───── PROVIDED INFORMATION

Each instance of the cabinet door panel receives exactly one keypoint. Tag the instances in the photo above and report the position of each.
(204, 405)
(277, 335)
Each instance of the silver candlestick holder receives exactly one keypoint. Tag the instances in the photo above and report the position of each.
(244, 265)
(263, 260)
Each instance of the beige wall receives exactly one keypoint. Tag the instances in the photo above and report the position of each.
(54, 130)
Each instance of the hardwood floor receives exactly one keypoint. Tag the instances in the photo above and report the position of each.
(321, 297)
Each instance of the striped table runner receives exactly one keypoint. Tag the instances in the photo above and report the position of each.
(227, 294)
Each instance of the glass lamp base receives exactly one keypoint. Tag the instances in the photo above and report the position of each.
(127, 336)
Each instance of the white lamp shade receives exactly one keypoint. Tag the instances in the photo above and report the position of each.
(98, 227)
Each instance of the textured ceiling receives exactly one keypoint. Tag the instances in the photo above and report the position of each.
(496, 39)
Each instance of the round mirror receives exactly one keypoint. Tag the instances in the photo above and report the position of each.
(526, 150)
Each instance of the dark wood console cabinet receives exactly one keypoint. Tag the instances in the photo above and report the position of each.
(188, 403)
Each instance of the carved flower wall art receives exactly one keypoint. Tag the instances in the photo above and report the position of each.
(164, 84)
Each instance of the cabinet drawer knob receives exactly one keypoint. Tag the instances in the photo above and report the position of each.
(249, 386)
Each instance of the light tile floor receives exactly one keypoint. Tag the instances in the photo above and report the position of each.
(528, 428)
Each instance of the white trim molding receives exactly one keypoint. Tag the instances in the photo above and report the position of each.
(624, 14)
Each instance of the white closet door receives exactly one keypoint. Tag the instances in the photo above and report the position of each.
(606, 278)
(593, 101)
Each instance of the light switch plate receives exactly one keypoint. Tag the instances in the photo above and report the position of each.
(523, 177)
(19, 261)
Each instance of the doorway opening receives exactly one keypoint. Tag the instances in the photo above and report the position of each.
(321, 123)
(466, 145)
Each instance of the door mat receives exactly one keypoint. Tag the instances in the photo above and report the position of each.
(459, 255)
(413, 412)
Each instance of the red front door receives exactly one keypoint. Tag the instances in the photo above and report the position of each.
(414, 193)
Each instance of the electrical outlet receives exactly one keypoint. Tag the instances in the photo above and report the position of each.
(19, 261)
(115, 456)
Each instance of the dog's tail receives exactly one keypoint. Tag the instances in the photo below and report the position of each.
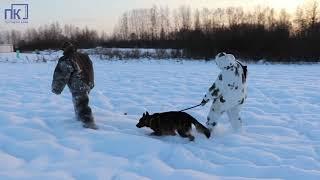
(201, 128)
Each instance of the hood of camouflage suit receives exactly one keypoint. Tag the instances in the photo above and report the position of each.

──────────
───── PROVIDED INFORMATION

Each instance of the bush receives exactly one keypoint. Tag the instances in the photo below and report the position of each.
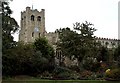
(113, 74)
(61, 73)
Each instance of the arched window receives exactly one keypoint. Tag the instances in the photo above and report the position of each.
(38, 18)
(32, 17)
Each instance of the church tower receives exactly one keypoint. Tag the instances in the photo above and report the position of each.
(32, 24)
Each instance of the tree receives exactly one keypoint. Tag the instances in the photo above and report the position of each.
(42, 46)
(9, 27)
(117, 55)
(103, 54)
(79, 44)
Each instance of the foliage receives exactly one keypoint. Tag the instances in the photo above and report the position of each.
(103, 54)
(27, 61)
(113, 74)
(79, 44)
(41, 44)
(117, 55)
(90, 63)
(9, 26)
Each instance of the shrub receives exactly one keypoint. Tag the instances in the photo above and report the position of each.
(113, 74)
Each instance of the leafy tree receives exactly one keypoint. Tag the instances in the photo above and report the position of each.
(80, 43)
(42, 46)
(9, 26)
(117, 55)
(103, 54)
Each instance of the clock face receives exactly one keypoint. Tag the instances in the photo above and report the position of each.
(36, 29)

──────────

▶ DO THIS
Report each line of the entries above that contains the word "light", copying every such line in full.

▶ EXPECTED OUTPUT
Each instance of the light tile floor receives exactly one keypoint. Tag the instances in the photo above and report the position of each.
Each instance of the light switch plate receives exactly one keypoint. Tag the instances in the photo above and report the position of each.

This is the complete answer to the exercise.